-- SUPPLIED MATERIAL --
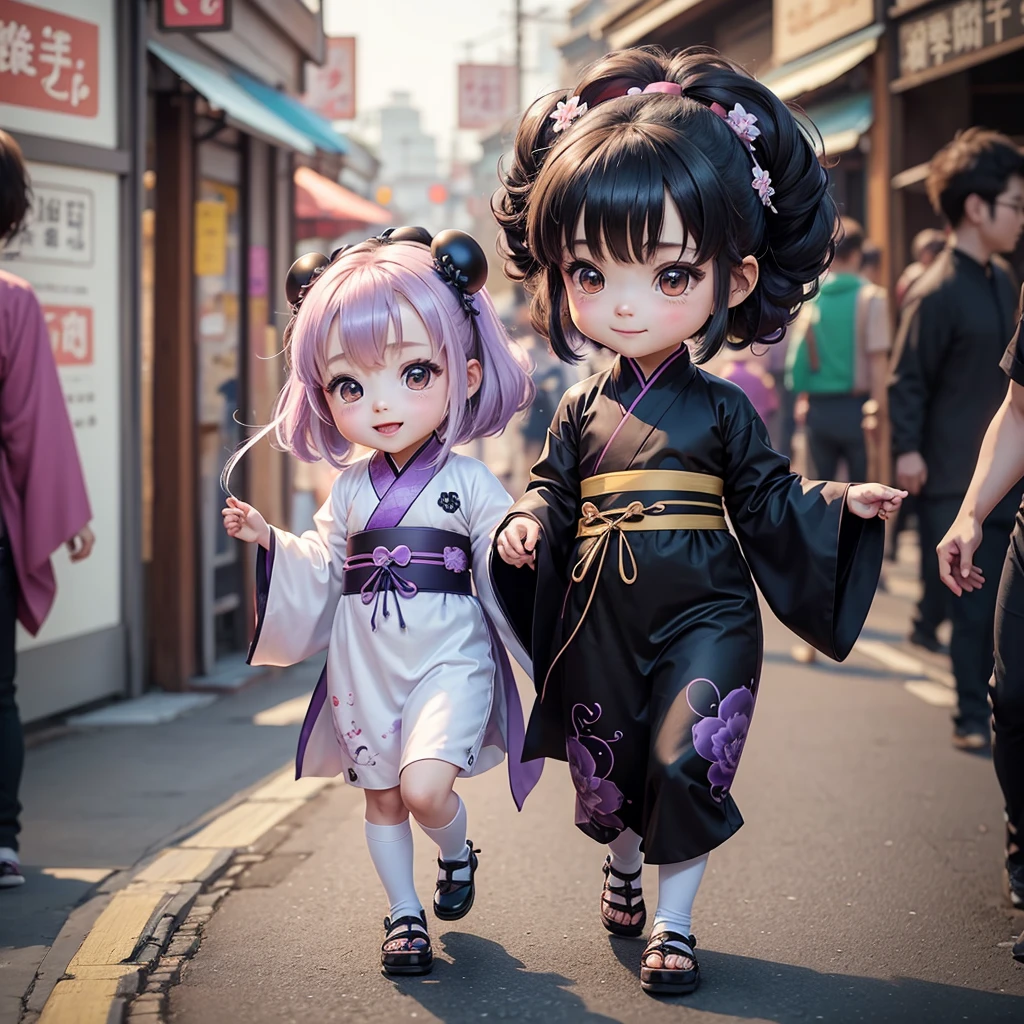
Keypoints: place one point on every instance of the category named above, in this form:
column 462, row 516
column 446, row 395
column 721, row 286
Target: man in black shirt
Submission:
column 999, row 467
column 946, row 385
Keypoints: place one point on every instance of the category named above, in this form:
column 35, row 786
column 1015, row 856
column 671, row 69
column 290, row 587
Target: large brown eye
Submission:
* * *
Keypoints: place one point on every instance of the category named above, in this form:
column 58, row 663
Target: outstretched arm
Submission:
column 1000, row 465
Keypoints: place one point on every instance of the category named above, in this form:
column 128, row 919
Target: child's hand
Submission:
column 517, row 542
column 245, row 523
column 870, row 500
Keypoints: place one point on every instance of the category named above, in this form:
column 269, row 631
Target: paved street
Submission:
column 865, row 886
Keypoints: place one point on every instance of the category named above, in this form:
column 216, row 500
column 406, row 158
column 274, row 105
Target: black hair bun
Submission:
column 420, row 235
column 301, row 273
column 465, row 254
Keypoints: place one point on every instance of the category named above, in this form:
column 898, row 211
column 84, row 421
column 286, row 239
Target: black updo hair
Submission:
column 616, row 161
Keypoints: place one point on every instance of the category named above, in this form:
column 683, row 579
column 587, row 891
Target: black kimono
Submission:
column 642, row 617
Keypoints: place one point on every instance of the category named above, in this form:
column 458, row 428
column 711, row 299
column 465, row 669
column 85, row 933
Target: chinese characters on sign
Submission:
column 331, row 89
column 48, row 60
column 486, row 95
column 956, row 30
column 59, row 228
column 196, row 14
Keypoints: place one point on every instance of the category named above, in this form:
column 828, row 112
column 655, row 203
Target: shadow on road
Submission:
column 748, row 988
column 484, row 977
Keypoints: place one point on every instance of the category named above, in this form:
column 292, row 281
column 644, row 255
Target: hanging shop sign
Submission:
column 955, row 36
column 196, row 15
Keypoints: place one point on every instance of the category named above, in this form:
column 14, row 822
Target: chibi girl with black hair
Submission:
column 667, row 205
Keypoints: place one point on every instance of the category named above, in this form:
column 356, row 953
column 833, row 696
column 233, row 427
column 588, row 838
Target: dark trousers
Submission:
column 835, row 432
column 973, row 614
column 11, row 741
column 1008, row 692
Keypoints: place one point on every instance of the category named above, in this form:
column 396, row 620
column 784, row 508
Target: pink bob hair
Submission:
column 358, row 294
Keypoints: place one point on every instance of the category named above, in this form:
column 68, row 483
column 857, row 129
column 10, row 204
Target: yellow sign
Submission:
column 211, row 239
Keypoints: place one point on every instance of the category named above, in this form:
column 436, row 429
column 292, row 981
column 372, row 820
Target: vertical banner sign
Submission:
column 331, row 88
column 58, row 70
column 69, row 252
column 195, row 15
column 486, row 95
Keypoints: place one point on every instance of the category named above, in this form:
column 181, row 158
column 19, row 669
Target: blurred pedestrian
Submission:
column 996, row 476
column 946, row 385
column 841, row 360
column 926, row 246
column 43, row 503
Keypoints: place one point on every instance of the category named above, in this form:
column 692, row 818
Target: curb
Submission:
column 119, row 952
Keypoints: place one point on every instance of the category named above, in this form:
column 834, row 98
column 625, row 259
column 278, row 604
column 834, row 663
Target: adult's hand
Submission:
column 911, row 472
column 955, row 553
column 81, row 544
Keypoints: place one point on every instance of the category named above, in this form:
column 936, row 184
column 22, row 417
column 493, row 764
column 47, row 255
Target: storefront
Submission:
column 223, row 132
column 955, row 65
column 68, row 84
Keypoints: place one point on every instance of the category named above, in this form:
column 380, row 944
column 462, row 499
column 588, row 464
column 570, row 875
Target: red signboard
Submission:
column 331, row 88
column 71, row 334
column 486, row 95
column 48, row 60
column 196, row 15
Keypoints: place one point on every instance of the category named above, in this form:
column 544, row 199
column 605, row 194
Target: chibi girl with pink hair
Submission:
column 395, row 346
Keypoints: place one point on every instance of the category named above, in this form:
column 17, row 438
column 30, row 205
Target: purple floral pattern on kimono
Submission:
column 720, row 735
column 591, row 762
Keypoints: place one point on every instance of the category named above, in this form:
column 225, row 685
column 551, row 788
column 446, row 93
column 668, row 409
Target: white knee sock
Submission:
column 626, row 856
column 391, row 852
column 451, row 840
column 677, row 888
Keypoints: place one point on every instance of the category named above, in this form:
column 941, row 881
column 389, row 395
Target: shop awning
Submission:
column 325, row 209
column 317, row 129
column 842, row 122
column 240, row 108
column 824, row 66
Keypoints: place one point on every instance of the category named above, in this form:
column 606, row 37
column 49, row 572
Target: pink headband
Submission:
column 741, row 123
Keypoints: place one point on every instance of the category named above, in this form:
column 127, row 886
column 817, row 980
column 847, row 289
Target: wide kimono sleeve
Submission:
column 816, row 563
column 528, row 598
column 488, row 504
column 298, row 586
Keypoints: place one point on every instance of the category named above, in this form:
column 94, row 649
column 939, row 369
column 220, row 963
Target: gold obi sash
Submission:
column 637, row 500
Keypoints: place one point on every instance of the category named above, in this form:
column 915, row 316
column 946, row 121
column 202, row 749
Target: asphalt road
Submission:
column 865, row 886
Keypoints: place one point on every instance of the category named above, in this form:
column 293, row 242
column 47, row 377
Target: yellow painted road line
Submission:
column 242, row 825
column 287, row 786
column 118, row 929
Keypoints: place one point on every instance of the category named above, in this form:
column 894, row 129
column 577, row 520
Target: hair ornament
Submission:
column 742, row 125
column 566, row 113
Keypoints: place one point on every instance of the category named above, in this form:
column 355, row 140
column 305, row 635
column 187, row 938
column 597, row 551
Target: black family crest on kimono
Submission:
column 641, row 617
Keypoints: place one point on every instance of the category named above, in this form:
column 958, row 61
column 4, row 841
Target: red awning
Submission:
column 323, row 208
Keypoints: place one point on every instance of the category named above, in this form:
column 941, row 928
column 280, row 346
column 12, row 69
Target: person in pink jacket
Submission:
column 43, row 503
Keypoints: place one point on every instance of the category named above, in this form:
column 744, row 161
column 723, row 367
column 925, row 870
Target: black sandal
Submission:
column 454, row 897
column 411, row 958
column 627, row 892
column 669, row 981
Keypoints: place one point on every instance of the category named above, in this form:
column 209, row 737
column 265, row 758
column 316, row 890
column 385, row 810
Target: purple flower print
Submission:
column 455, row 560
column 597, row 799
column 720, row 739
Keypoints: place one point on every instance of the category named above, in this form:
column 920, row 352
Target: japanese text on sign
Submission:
---
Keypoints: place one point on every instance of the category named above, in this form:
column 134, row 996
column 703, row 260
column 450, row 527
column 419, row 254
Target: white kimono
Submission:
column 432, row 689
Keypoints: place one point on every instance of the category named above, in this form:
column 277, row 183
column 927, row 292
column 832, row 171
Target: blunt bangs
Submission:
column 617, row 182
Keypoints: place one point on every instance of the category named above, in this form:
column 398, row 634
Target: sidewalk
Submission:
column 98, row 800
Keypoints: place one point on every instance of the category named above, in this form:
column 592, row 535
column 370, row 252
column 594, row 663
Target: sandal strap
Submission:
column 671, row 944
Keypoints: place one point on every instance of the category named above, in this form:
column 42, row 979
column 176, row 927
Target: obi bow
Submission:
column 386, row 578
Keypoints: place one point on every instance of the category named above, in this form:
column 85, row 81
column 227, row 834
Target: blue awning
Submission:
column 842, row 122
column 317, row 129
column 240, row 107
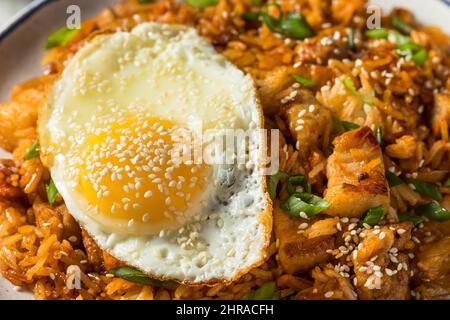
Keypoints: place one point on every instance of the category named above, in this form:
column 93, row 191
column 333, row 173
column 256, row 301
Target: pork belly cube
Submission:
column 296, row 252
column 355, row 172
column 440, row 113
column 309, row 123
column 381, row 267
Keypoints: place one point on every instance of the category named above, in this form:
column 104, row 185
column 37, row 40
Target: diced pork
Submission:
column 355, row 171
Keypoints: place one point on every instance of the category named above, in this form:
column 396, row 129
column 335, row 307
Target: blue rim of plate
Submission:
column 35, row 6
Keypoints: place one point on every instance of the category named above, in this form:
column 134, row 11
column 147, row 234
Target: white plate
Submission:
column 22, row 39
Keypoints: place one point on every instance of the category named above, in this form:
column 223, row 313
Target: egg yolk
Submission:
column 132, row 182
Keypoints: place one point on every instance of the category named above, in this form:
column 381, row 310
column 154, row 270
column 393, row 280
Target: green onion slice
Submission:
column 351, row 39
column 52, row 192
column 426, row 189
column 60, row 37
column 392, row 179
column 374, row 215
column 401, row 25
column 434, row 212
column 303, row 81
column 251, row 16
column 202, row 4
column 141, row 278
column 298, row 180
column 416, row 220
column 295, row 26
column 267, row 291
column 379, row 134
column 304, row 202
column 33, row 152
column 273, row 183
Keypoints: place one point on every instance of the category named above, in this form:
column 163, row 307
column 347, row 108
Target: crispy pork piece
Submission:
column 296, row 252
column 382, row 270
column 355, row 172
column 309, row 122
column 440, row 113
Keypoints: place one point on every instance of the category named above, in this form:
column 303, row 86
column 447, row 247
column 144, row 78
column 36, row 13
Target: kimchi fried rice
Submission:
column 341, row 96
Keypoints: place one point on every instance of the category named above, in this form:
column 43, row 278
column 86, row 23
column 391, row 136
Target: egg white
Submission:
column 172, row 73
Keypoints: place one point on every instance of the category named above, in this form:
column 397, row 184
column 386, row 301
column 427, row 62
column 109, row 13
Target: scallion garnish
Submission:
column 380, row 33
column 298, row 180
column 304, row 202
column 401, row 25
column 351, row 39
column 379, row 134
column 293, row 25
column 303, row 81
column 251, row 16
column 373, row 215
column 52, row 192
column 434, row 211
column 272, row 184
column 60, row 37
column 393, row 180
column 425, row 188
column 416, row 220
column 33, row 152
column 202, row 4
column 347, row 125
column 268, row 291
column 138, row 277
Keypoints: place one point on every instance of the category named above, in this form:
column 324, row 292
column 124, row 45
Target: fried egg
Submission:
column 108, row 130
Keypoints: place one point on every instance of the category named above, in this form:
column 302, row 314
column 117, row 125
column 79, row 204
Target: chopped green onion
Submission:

-- PROMPT --
In the data above, find the line that contains "column 834, row 663" and the line that contains "Target: chibi girl with pink hair". Repeat exactly those lines and every line between them, and only those.

-- RESULT OF THIS TASK --
column 834, row 663
Target: adult's hand
Submission:
column 911, row 472
column 955, row 553
column 81, row 544
Keypoints: place one point on every instance of the category named above, in this form:
column 936, row 184
column 22, row 417
column 493, row 764
column 47, row 255
Target: storefront
Submission:
column 223, row 132
column 955, row 65
column 68, row 84
Keypoints: place one point on every instance of the category named above, in this form:
column 380, row 944
column 462, row 499
column 588, row 464
column 570, row 875
Target: red signboard
Submission:
column 331, row 88
column 71, row 334
column 486, row 95
column 48, row 60
column 196, row 15
Keypoints: place one point on every instance of the category named above, in this form:
column 544, row 199
column 605, row 194
Target: chibi girl with pink hair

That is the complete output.